*EXERCISE PROMPT*
Search the entries below for "leaf", and copy each line where it appears.
--------------------
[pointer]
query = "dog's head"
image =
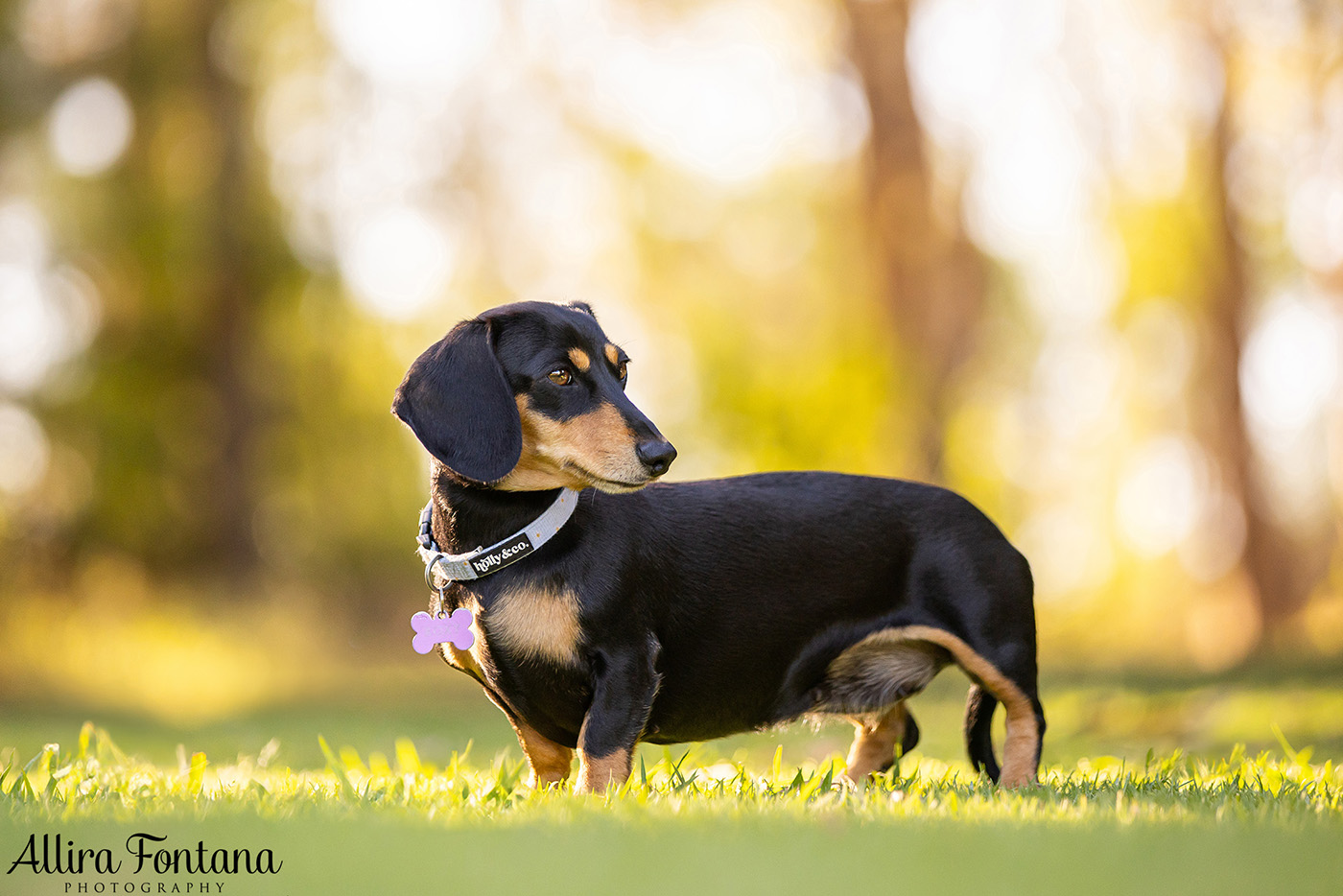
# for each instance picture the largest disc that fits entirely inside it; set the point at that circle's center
(530, 396)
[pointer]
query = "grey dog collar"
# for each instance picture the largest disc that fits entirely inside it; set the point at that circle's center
(459, 567)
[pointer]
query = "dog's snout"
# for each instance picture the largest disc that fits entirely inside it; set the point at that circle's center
(655, 455)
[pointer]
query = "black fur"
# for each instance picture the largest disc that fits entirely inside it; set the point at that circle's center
(707, 607)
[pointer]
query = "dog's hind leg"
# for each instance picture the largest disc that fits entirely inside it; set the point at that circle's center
(548, 761)
(1016, 690)
(877, 738)
(979, 719)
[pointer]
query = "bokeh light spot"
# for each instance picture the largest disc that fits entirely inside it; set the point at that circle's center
(90, 127)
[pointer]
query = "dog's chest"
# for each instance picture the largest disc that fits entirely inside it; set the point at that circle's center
(527, 643)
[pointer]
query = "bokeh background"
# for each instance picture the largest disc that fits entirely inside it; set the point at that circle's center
(1078, 261)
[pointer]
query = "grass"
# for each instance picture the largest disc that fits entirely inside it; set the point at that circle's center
(418, 785)
(398, 824)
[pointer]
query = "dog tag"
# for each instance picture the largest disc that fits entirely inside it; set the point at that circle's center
(434, 630)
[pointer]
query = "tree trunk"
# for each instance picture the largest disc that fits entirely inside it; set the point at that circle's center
(1279, 567)
(932, 277)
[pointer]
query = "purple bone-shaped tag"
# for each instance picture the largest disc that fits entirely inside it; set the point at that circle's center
(433, 630)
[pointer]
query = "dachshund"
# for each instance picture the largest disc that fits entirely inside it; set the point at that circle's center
(678, 611)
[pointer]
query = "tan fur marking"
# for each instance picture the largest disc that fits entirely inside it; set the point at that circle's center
(469, 660)
(1018, 766)
(537, 623)
(600, 772)
(875, 742)
(556, 453)
(550, 762)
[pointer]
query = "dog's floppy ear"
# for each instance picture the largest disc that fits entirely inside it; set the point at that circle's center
(457, 402)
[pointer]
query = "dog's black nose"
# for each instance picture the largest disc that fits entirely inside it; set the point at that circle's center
(655, 455)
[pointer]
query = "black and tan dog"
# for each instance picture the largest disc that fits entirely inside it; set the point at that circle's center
(688, 611)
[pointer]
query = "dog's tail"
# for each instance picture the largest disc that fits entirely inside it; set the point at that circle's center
(979, 719)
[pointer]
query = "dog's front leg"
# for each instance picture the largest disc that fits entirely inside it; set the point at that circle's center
(624, 684)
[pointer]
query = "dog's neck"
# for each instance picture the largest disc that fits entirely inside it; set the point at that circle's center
(466, 517)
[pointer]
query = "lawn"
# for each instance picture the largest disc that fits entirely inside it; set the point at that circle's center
(403, 798)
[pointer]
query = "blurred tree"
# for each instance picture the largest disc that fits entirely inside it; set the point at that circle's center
(932, 275)
(1282, 563)
(184, 248)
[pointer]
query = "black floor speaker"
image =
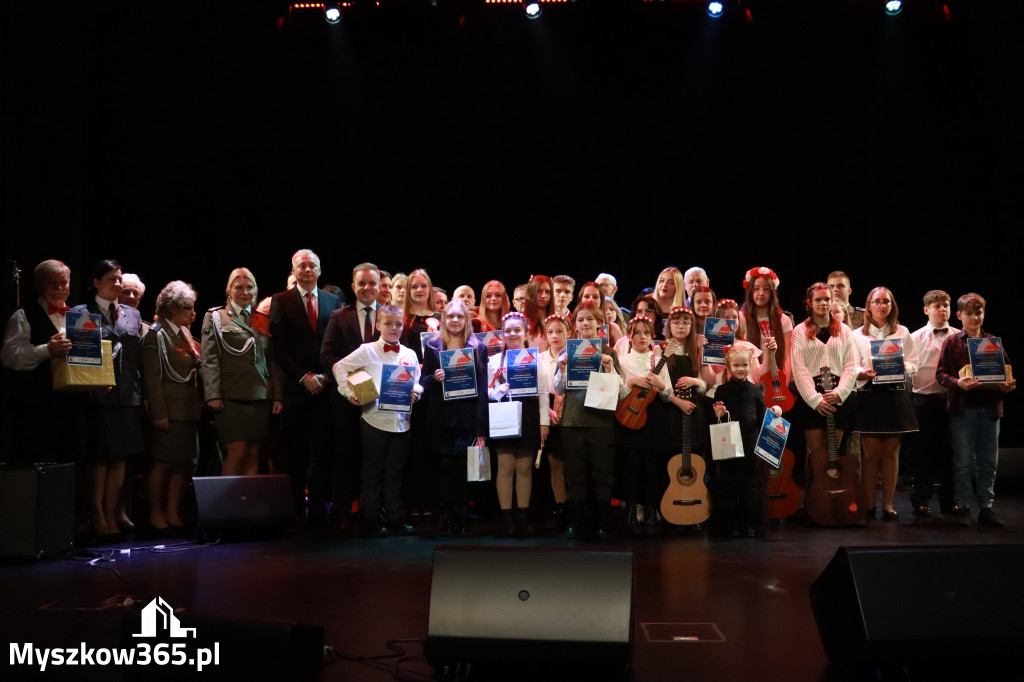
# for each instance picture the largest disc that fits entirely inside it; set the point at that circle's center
(531, 606)
(37, 505)
(243, 502)
(923, 610)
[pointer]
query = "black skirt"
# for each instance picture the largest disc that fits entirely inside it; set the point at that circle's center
(885, 409)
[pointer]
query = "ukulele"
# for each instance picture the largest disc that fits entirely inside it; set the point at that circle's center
(685, 501)
(775, 383)
(835, 486)
(632, 410)
(781, 494)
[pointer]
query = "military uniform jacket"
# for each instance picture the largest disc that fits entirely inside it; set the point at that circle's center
(238, 360)
(170, 369)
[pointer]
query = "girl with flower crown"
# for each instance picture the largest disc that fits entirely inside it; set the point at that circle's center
(556, 330)
(763, 323)
(589, 433)
(644, 452)
(515, 456)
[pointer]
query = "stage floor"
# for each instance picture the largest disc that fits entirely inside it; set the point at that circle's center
(365, 592)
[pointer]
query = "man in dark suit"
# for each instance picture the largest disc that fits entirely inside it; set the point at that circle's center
(298, 320)
(349, 328)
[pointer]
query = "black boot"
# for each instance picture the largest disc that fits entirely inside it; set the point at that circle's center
(508, 523)
(560, 516)
(525, 527)
(602, 520)
(573, 529)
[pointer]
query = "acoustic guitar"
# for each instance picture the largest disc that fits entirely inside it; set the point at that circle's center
(685, 501)
(632, 410)
(835, 485)
(775, 384)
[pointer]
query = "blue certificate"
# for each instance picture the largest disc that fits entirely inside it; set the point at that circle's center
(987, 361)
(720, 333)
(771, 440)
(887, 360)
(492, 341)
(82, 329)
(396, 388)
(584, 357)
(521, 369)
(424, 338)
(460, 374)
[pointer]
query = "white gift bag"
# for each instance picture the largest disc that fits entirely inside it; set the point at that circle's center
(726, 442)
(477, 463)
(506, 419)
(602, 391)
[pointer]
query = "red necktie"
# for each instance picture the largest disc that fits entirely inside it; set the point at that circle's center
(368, 326)
(311, 309)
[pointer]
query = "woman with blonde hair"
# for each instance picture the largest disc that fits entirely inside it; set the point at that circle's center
(238, 374)
(454, 424)
(494, 306)
(669, 290)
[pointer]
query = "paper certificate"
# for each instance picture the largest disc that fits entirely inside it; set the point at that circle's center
(584, 357)
(520, 367)
(396, 388)
(460, 374)
(887, 360)
(771, 440)
(491, 340)
(987, 363)
(720, 333)
(82, 329)
(426, 337)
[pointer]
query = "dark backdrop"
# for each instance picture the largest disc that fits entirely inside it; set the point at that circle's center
(187, 138)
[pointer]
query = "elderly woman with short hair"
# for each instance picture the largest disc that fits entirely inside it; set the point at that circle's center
(170, 368)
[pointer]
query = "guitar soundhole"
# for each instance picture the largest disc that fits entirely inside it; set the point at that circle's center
(686, 476)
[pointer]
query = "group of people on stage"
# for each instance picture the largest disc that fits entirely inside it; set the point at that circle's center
(304, 355)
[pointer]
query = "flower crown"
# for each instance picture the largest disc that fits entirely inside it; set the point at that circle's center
(513, 314)
(638, 318)
(554, 315)
(756, 272)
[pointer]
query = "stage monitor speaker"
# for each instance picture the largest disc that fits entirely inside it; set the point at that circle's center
(923, 609)
(243, 502)
(38, 505)
(530, 606)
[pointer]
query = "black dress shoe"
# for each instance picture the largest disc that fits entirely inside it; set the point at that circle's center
(987, 517)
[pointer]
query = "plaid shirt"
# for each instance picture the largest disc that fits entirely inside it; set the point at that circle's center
(952, 356)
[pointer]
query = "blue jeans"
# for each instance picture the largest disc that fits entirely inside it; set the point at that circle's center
(976, 441)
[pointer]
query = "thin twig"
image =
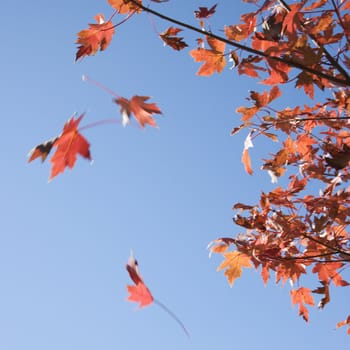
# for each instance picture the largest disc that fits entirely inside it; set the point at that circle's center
(345, 82)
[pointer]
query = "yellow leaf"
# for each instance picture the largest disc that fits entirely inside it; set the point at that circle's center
(233, 263)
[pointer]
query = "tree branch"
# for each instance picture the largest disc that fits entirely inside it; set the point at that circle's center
(338, 81)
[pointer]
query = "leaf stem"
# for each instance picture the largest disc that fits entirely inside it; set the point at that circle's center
(101, 86)
(166, 309)
(101, 122)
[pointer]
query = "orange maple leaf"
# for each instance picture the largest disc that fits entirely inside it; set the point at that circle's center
(214, 59)
(69, 144)
(170, 38)
(125, 6)
(343, 323)
(96, 38)
(204, 12)
(246, 162)
(328, 271)
(233, 263)
(42, 150)
(139, 292)
(301, 296)
(141, 110)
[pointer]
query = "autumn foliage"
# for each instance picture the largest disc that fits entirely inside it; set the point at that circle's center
(301, 227)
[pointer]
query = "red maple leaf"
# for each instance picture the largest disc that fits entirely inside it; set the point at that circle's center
(214, 59)
(170, 38)
(204, 12)
(139, 292)
(42, 150)
(69, 144)
(302, 296)
(141, 110)
(96, 38)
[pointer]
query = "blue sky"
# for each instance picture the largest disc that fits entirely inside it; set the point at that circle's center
(165, 193)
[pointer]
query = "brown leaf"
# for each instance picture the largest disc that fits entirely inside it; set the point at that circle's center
(233, 263)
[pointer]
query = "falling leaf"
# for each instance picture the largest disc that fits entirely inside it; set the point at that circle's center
(246, 162)
(41, 150)
(233, 263)
(204, 12)
(125, 6)
(96, 38)
(302, 296)
(214, 59)
(139, 292)
(170, 38)
(328, 272)
(69, 144)
(344, 323)
(323, 290)
(141, 110)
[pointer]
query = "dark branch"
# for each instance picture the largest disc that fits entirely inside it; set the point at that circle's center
(344, 82)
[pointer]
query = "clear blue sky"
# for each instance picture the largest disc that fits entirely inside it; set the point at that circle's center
(164, 193)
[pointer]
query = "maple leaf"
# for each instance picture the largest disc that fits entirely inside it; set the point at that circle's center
(302, 296)
(170, 38)
(138, 293)
(344, 323)
(69, 144)
(246, 162)
(214, 59)
(42, 150)
(125, 6)
(204, 12)
(328, 271)
(323, 290)
(141, 110)
(233, 263)
(96, 38)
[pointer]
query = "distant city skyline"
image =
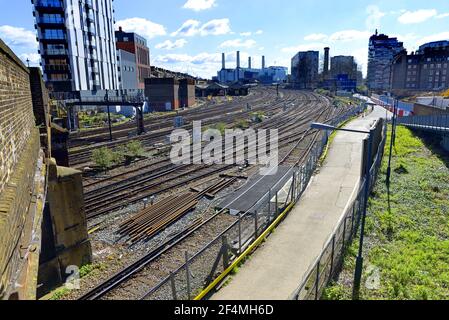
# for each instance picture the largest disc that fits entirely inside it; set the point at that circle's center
(189, 35)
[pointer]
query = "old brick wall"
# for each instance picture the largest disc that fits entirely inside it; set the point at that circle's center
(16, 112)
(22, 183)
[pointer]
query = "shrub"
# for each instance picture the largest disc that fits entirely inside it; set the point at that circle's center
(134, 149)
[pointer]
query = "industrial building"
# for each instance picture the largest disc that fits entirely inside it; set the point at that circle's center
(382, 50)
(168, 94)
(77, 44)
(342, 75)
(305, 70)
(137, 45)
(249, 74)
(424, 70)
(127, 71)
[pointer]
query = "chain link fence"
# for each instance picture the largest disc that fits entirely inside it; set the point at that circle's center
(436, 123)
(330, 261)
(200, 269)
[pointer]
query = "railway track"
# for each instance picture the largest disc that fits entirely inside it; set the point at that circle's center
(81, 157)
(156, 181)
(148, 271)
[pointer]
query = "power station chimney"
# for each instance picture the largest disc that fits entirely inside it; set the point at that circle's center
(223, 61)
(326, 61)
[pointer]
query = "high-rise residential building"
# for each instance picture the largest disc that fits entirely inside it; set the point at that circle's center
(424, 70)
(382, 50)
(343, 65)
(305, 69)
(137, 45)
(127, 71)
(77, 44)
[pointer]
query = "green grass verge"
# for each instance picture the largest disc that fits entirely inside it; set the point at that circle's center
(407, 243)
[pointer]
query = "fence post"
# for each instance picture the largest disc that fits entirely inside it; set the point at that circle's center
(240, 232)
(189, 293)
(173, 286)
(224, 240)
(256, 227)
(317, 282)
(332, 256)
(277, 205)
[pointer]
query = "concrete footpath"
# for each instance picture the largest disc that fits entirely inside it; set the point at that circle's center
(276, 269)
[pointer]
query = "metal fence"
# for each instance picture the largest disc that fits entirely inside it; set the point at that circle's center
(329, 263)
(201, 268)
(436, 123)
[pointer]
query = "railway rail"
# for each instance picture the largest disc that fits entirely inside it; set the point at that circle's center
(126, 282)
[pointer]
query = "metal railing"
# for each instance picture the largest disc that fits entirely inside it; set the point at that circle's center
(436, 123)
(328, 264)
(201, 268)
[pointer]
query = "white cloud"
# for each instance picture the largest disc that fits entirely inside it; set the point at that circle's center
(199, 5)
(374, 17)
(411, 17)
(316, 37)
(33, 58)
(169, 45)
(349, 35)
(344, 35)
(304, 47)
(443, 15)
(14, 36)
(434, 37)
(188, 29)
(216, 27)
(192, 28)
(143, 27)
(238, 43)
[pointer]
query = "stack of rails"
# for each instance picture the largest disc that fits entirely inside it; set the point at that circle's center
(152, 220)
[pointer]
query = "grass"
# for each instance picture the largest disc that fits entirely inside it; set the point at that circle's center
(407, 233)
(84, 271)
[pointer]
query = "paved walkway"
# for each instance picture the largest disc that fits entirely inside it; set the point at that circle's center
(275, 270)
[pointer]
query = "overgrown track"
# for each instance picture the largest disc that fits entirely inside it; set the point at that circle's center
(137, 279)
(158, 129)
--------------------
*RESPONSE TO THIS EXERCISE*
query = "yellow leaf"
query = "leaf stem"
query = "orange maple leaf"
query = "red maple leaf"
query = "brown leaf"
query = "falling leaf"
query = "maple leaf"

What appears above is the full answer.